— EXERCISE SET —
- A) In the post about the boys-and-girls puzzle, where did the writer go before getting around to writing it?
- B) Retype the stretch of the post about the boys-and-girls puzzle from "I had a really" through "boys to girls?".

— TEXT SHOWN —
* * *
Nonetheless, I’m about to explain why Landsburg is wrong.
You see, Google’s version of the question doesn’t specify anything about expectation. They might just as well have meant: “What is the proportion of the expected number of females in the expected population?” Which is to say, “What is E(G)/E(G) + E(B)”? And the answer to that question is 1/2. Just to emphasize the subtlety involved here:
On average, the number of boys and the number of girls are the same. Furthermore, the proportion of girls is, on average, less than 1/2.
Weird, right? E(G)/E(G) + E(B) isn’t what Landsburg was asking for — but, if Google’s answer was 1/2, it’s presumably the question they had in mind. To accuse them of getting their own question “wrong” is a bit rich.
But let me go all in — I actually think Landsburg’s interpretation of the question is not only different from Google’s, but in some ways inferior! Because averaging ratios with widely ranging denominators is kind of a weird thing to do. You can certainly compute the average population density of all the U.S. states — but should you? What meaning or use would the result have?
I had a really pungent example ready to deploy, which illustrates the perils of averaging ratios and explains why Landsburg’s version of the question was a little weird. Then I went to the Joint Meetings before getting around to writing this post. And when I got back, I discovered that Landsburg had posted the same example on his own blog — in support of his point of view! Awesome. Here it is:
There’s a certain country where everybody wants to have a son. Therefore each couple keeps having children until they have a boy; then they stop. In expectation, what is the ratio of boys to girls?
The answer to this question is, of course, infinity; in a finite population there might be no girls, so B/G is infinite with some positive probability, so E(B/G) is infinite as well.
But the correctness of that answer surely tells us this is a terrible question! Averaging is a terribly cruel thing to do to a bunch of ratios. One zero denominator and you’ve wiped out your entire dataset.
What if Landsburg had phrased his new question along the lines of Google’s original puzzle?
There’s a certain country where everybody wants to have a son. Therefore each couple keeps having children until they have a boy; then they stop. What is the ratio of boys to girls in this country?
Honest question: does Landsburg truly think that infinity is the only “right answer” to this question? Does he think infinity is a good answer? Would he hire a person who gave that answer? Would you?
* * *
Point labeling data
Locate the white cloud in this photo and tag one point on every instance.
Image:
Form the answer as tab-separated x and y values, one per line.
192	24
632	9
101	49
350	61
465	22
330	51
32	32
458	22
* * *
— ANSWERS —
- A) The writer went to the Joint Meetings.

- B)
I had a really pungent example ready to deploy, which illustrates the perils of averaging ratios and explains why Landsburg’s version of the question was a little weird. Then I went to the Joint Meetings before getting around to writing this post. And when I got back, I discovered that Landsburg had posted the same example on his own blog — in support of his point of view! Awesome. Here it is:
There’s a certain country where everybody wants to have a son. Therefore each couple keeps having children until they have a boy; then they stop. In expectation, what is the ratio of boys to girls?